THINGS TO DO
a - According to the article about Dr. Tyler Stack's award, how much does the award total in direct funds, and over what period?
b - Pick up the article about Dr. Tyler Stack's award after its last sentence and write the next part.
──────── STUDY TEXT
Stack Lab Awarded Early Career Funding from RI-INBRE
Dr. Tyler Stack, Assistant Professor of Chemistry, was recently awarded an Early Career Development Award from the National Institutes of Health Rhode Island IDeA Network of Biomedical Research Excellence (RI-INBRE) program for his project entitled “Identifying and quantifying drug metabolism by the human gut microbiome.” The goal of the RI-INBRE program is to support the research career development of promising new or early-career tenure-track faculty. Investigators are expected to demonstrate a commitment to research excellence and strong potential to establish an independently funded biomedical research program in one or more of the RI-INBRE thematic areas: cancer, neuroscience, or environmental health sciences. With this award, totaling $200,000 in direct funds over two years, Dr. Stack will be able to purchase supplies and equipment for the research laboratory and support the summer stipends of three PC undergraduate students each summer.
This specific award centers around how enzymes function. As a graduate student, Dr. Stack became interested in the gut microbiome and its impact on human health. Among many known roles, these microbes can aid digestion, prevent infections of virulent bacteria, and impact mood by altering hormones. One growing area of research is identifying how gut bacteria can modify drugs, which affects the efficacy and safety of therapeutics.
────────────────
──────── EXTRACTED DATA
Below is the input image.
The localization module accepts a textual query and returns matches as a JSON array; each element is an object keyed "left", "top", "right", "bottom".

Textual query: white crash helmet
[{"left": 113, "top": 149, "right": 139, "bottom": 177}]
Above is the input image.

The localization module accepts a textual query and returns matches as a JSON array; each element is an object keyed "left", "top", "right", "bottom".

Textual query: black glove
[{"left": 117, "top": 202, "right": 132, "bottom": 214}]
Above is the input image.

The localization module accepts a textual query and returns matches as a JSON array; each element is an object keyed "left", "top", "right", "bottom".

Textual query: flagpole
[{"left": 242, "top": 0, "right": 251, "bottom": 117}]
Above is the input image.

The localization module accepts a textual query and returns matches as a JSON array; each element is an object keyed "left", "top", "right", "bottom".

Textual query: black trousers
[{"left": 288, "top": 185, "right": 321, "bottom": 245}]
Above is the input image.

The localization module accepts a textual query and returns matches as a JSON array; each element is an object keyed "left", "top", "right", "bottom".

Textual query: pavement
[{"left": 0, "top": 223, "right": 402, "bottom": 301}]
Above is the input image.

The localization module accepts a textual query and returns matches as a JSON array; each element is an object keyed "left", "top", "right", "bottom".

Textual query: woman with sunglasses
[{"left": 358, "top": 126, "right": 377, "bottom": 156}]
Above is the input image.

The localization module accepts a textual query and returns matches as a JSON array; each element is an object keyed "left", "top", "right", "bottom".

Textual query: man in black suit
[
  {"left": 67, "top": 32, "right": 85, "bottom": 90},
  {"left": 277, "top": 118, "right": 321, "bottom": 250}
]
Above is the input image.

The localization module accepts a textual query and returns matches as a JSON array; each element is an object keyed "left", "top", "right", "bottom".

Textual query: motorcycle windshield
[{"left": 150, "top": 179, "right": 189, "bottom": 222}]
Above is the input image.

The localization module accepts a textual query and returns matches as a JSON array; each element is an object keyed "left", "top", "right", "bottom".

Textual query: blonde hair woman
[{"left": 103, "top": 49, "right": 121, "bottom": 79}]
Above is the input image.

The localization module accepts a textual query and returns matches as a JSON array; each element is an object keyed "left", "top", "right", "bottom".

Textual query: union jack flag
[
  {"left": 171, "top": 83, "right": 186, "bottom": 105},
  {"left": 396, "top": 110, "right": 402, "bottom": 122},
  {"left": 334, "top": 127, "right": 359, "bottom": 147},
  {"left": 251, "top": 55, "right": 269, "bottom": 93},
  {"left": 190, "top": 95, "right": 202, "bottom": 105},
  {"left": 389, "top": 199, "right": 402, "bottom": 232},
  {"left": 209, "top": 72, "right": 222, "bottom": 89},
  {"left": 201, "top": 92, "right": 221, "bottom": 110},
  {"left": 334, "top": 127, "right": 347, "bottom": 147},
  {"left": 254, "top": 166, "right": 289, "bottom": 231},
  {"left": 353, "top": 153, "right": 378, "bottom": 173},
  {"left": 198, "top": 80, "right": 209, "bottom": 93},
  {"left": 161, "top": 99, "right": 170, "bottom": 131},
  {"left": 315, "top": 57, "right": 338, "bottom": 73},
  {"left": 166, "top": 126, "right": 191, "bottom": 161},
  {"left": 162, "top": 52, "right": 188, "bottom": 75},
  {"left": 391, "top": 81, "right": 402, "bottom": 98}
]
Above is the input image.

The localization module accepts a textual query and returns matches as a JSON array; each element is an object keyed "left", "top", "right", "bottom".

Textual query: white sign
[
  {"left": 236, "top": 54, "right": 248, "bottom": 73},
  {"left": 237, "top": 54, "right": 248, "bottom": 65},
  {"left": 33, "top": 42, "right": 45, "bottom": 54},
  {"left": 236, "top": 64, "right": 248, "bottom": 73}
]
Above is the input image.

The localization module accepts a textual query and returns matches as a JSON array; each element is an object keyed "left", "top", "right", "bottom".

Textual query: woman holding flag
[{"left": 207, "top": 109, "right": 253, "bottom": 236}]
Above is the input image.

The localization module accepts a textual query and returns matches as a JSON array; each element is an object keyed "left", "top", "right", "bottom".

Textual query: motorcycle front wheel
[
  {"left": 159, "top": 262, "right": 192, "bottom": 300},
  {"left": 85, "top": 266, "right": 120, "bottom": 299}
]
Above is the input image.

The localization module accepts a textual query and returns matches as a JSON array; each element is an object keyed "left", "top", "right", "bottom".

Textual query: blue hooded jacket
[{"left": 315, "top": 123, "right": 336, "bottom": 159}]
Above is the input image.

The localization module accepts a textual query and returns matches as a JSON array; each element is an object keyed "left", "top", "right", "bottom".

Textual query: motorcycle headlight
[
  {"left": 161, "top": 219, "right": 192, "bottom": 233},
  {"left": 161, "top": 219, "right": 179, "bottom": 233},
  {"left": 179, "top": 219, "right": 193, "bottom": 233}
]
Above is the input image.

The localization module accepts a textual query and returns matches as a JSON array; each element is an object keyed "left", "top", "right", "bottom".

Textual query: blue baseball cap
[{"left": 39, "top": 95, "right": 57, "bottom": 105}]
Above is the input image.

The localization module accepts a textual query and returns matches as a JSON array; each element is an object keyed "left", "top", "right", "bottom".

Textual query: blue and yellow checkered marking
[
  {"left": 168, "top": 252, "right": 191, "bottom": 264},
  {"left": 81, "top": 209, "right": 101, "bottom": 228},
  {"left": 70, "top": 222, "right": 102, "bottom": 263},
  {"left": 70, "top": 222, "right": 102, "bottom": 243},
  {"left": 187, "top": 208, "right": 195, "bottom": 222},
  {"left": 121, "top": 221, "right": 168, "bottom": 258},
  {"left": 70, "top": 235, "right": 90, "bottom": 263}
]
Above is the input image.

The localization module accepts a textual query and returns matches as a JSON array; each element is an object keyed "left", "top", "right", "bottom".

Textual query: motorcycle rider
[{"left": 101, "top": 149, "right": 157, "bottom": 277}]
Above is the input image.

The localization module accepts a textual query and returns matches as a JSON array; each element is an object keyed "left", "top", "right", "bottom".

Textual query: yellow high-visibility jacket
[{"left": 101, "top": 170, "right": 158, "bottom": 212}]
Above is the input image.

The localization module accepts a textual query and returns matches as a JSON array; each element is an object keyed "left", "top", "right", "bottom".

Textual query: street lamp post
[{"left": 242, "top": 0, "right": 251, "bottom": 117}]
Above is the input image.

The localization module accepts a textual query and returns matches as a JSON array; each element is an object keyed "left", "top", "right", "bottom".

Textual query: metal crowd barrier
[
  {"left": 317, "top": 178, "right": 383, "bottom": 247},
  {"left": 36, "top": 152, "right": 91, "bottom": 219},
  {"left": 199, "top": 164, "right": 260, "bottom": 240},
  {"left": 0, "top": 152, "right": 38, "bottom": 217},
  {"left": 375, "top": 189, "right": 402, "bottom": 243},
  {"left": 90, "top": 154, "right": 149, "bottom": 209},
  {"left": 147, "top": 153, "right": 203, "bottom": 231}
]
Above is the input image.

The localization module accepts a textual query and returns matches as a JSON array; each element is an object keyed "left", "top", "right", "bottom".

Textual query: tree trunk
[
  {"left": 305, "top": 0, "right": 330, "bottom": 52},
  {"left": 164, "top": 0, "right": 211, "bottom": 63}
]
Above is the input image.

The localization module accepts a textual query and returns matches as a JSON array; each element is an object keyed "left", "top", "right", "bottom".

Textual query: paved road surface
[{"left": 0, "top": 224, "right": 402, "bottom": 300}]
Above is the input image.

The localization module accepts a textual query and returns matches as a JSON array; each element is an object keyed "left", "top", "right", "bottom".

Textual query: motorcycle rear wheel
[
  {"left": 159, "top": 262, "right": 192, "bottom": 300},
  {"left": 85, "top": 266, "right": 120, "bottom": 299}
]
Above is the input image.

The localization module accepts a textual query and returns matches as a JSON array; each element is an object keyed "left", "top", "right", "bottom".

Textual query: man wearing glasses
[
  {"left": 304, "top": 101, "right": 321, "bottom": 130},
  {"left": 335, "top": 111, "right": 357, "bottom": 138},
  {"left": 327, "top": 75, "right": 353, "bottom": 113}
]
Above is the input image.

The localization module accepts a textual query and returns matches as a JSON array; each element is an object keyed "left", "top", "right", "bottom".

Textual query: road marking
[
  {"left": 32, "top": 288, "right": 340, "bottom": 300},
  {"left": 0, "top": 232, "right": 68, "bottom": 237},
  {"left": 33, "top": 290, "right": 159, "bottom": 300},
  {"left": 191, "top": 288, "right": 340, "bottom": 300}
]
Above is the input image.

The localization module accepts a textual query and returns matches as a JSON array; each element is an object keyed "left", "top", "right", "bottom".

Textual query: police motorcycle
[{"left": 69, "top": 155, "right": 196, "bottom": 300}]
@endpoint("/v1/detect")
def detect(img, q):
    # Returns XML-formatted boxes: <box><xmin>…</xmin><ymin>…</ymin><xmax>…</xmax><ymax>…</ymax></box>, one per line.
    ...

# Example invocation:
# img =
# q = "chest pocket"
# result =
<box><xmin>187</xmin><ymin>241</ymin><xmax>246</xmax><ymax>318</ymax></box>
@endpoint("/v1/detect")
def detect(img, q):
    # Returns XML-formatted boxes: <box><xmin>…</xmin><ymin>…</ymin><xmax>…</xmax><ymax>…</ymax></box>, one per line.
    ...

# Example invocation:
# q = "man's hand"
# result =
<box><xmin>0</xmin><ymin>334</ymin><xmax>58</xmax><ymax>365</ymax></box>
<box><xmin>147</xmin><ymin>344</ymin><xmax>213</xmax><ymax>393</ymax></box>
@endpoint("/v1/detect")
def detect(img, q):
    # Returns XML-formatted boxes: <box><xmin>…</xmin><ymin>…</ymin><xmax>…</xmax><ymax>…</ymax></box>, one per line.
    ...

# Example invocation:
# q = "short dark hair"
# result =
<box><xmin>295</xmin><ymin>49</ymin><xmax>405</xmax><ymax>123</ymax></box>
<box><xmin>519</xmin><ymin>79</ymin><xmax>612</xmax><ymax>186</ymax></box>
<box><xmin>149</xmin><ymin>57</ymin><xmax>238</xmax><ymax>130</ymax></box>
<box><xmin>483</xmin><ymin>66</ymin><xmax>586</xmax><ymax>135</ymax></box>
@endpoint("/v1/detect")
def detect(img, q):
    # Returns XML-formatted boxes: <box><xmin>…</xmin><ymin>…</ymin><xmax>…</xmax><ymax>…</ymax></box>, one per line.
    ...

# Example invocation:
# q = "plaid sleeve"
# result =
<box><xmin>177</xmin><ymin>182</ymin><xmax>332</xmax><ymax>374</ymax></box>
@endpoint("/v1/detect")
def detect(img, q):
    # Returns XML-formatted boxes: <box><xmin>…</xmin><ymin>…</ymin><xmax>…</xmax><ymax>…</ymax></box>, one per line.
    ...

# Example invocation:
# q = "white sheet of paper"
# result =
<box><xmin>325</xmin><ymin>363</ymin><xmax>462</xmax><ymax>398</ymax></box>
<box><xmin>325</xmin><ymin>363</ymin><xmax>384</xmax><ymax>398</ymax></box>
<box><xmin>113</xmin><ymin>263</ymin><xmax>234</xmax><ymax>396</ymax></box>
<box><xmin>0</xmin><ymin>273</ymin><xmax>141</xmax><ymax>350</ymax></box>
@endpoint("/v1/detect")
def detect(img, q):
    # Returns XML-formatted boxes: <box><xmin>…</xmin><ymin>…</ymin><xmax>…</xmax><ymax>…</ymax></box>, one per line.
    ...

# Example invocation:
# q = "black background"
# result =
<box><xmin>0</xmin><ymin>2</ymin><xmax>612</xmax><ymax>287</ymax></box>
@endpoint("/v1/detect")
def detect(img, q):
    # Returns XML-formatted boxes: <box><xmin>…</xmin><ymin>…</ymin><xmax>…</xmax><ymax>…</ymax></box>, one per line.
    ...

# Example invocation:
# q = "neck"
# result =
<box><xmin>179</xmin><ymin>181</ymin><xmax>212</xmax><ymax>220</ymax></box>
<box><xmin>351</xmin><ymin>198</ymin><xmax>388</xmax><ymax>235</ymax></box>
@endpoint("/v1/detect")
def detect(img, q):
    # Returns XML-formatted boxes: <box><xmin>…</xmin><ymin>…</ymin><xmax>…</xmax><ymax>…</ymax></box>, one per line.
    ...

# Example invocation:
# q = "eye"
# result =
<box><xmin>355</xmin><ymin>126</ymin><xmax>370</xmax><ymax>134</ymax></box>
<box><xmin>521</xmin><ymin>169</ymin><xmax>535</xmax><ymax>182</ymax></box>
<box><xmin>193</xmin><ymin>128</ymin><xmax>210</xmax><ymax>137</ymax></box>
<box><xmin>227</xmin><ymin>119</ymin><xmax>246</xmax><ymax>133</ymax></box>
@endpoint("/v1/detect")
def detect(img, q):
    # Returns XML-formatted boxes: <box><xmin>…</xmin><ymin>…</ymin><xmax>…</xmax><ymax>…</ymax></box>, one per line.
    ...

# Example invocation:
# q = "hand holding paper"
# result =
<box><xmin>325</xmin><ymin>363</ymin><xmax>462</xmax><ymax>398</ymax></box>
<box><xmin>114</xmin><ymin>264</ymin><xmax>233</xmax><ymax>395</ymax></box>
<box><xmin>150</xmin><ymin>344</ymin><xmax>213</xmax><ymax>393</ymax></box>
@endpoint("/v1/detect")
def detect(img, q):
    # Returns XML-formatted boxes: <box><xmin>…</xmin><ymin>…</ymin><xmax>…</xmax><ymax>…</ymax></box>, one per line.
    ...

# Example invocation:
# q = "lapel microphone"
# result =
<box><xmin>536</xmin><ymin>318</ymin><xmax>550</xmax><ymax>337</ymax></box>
────────────────
RESPONSES TO THE TASKS
a - $200,000 in direct funds over two years.

b -
“The trillions of microbes that inhabit our guts help metabolize the food we eat, and this metabolism can be specific or promiscuous to respond to our changing diets,” he says. Most of the enzymes in these bacteria are of unknown function, and his current research interests focus on the metabolic “mischief” they can incur on us as their hosts. This research project will focus on this “accidental” metabolism by bacteria in the human gut – in essence, how they change the structure of the drugs we ingest. In the lab, Dr. Stack and his students will quantify the efficiency and promiscuity of enzymes in a specific protein family to determine the full potential of these enzymes to modify drugs. This is important because drug metabolism affects the pharmacokinetics and pharmacodynamics of therapeutics. It is possible that one day physicians could take into account an individual’s microbiome when considering the best therapy to treat human diseases and cancers. Congratulations, again, to Dr. Stack and his team!